Set down the passage on British basketball word for word, from "While that would" up to and including "as much fast-paced.".
━━ Excerpted passage ━━
While that would fill a void that has never really been filled – Deng, even as a high class albeit second-tier NBA talent, remains an outlier – the roots of that player need to be unequivocally identifiable as a British product. The issue here is that there is no discernably British way of playing basketball. Not yet, anyway.
“I saw two distant styles when I was over there,” recalls Nurse. “The domestic game at the time was fast-paced, under-sized and athletic. The international game was a lot of guys playing in Spain, Italy. We had a lot of size so we could play a lot of the European style set-offence, set-defence. A little bit more physical, not as much fast-paced.
“The contrast is hard to overcome, but we didn’t have all that many players from the BBL that were playing on the national team. Most of our guys were already playing on mainland Europe so they were used to that style.”
Of course, there is no “right” way to ball, and certainly no “wrong” way to win. But the prevailing sense is the need to cultivate an identifiable way of playing. Thus the quandary becomes very chicken and egg around success and style.
━━━
━━ Extracted data ━━
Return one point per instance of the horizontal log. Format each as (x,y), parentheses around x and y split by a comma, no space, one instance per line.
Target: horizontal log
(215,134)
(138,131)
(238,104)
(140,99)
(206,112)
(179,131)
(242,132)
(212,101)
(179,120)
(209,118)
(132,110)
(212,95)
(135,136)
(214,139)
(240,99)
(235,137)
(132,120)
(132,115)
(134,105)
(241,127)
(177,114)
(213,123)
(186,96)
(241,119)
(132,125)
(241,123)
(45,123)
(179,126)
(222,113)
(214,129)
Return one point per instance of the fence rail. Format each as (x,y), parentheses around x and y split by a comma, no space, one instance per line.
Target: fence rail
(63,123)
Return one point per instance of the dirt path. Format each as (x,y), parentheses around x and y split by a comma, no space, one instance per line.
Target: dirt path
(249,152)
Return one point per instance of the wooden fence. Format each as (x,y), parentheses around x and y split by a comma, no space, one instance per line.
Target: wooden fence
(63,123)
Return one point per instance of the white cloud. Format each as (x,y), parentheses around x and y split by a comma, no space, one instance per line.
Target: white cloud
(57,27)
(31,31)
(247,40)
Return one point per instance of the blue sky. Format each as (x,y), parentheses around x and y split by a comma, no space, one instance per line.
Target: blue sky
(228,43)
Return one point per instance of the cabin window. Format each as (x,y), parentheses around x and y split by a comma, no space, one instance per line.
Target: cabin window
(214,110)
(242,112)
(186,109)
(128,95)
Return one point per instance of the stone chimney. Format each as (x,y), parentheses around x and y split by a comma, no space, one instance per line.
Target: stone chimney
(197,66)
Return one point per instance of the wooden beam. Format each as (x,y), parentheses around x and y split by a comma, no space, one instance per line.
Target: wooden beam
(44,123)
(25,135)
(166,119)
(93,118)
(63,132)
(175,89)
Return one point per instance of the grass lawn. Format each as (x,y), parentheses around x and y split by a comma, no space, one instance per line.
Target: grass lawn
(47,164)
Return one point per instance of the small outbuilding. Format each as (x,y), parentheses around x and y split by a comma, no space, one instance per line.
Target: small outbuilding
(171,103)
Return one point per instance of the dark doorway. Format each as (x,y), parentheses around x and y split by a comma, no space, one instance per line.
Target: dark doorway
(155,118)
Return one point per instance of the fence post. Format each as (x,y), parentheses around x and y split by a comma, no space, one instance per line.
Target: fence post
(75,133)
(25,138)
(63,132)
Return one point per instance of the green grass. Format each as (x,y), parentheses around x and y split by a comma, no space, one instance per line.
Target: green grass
━━━
=== Exercise solution ===
While that would fill a void that has never really been filled – Deng, even as a high class albeit second-tier NBA talent, remains an outlier – the roots of that player need to be unequivocally identifiable as a British product. The issue here is that there is no discernably British way of playing basketball. Not yet, anyway.
“I saw two distant styles when I was over there,” recalls Nurse. “The domestic game at the time was fast-paced, under-sized and athletic. The international game was a lot of guys playing in Spain, Italy. We had a lot of size so we could play a lot of the European style set-offence, set-defence. A little bit more physical, not as much fast-paced.